Supplied information
============================================================

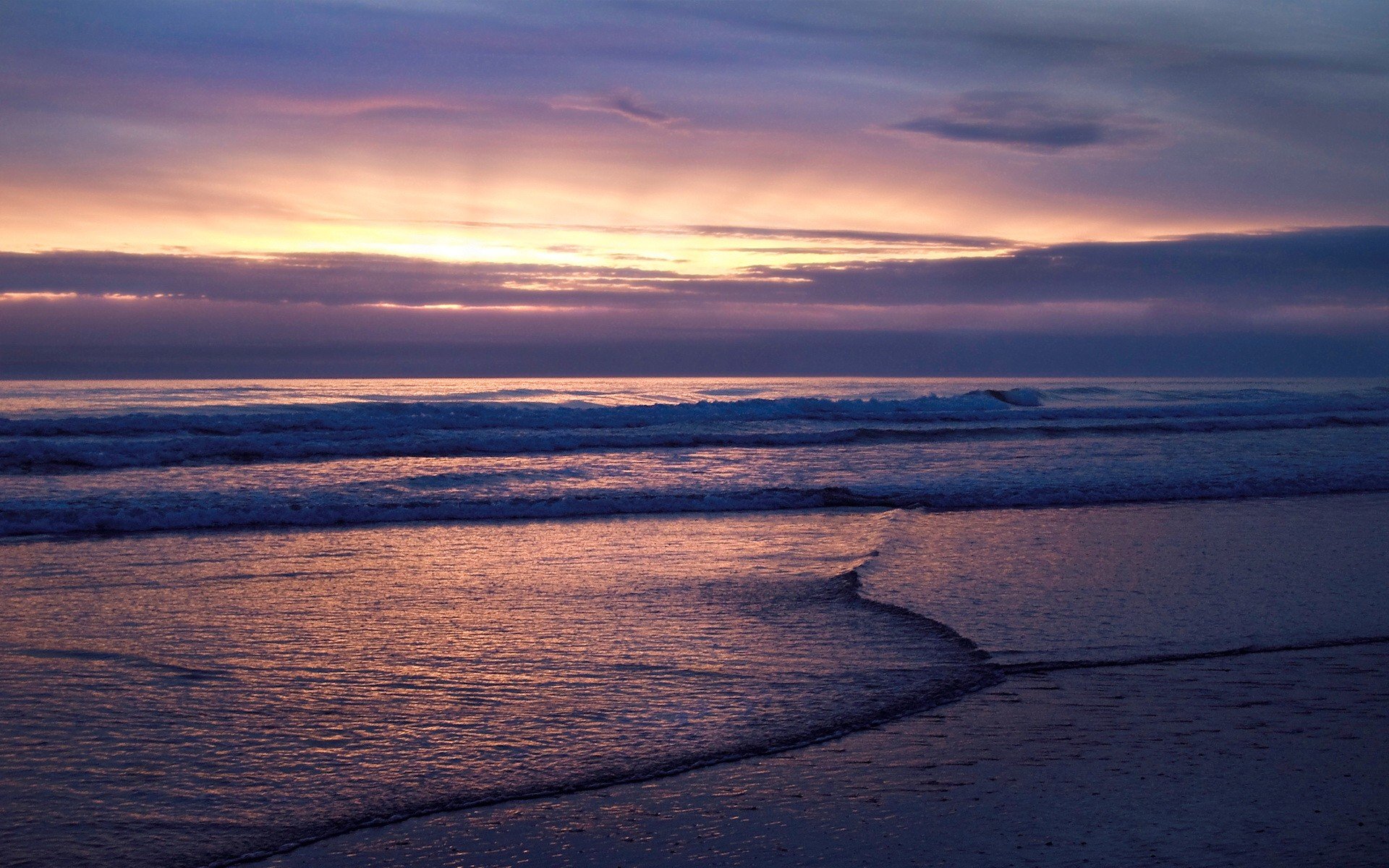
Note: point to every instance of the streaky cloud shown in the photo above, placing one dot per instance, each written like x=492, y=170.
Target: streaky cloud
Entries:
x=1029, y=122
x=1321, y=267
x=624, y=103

============================================================

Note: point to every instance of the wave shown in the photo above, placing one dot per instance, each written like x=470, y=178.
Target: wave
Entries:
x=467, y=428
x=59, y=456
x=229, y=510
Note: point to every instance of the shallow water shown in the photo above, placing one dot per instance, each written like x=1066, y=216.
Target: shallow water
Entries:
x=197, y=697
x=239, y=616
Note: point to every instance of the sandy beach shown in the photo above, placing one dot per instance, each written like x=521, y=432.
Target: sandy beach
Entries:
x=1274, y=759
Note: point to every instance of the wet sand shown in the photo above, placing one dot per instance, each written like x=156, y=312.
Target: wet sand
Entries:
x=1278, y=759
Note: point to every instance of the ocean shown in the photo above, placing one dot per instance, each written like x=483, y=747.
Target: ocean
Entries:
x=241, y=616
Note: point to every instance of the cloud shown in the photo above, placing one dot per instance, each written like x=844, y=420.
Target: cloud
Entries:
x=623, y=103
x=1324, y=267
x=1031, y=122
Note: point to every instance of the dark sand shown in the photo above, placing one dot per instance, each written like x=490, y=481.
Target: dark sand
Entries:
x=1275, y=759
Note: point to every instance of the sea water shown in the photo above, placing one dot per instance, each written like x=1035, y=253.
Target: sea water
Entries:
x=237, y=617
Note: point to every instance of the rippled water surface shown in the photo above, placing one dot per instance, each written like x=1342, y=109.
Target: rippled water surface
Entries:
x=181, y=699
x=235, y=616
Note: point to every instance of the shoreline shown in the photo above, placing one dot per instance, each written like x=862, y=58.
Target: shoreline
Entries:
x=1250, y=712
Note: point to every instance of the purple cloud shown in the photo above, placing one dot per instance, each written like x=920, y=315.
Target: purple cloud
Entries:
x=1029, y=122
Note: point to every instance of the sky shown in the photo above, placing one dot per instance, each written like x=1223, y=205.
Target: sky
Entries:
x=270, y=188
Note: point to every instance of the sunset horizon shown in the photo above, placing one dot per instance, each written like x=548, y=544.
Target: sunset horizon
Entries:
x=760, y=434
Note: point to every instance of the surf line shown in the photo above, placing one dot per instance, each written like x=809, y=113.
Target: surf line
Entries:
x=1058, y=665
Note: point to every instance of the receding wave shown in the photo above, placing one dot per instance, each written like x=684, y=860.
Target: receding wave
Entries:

============================================================

What the task requires
Render everything in the entries above, from the line containing "Note: point to every instance of the ocean" down to and including the line containing "x=237, y=617", as a Markdown table with the columns Row and Entry line, one line per row and blank lines omitted.

Output below
| Row | Entry line |
|---|---|
| 1 | Note: point to every instance of the ocean shown in the photo above, placing one dot per instance, each written like x=483, y=747. |
| 2 | Target: ocean |
| 3 | Entries: |
| 4 | x=241, y=616 |
| 5 | Note: point to every instance of the cloud shown in the photo above, placing one dot per instance, each written like x=844, y=420. |
| 6 | Target: cloud |
| 7 | Entries: |
| 8 | x=623, y=103 |
| 9 | x=1324, y=267 |
| 10 | x=1031, y=122 |
| 11 | Note: point to every instance of the dark sand shown in the photo above, placing one dot per instance, each written like x=490, y=481. |
| 12 | Target: dark sand |
| 13 | Entries: |
| 14 | x=1275, y=759 |
| 15 | Note: point to every instance of the sea water shown in the photo above, placing one dot per instance, each written like x=1035, y=253. |
| 16 | Target: sea water |
| 17 | Entries: |
| 18 | x=237, y=617 |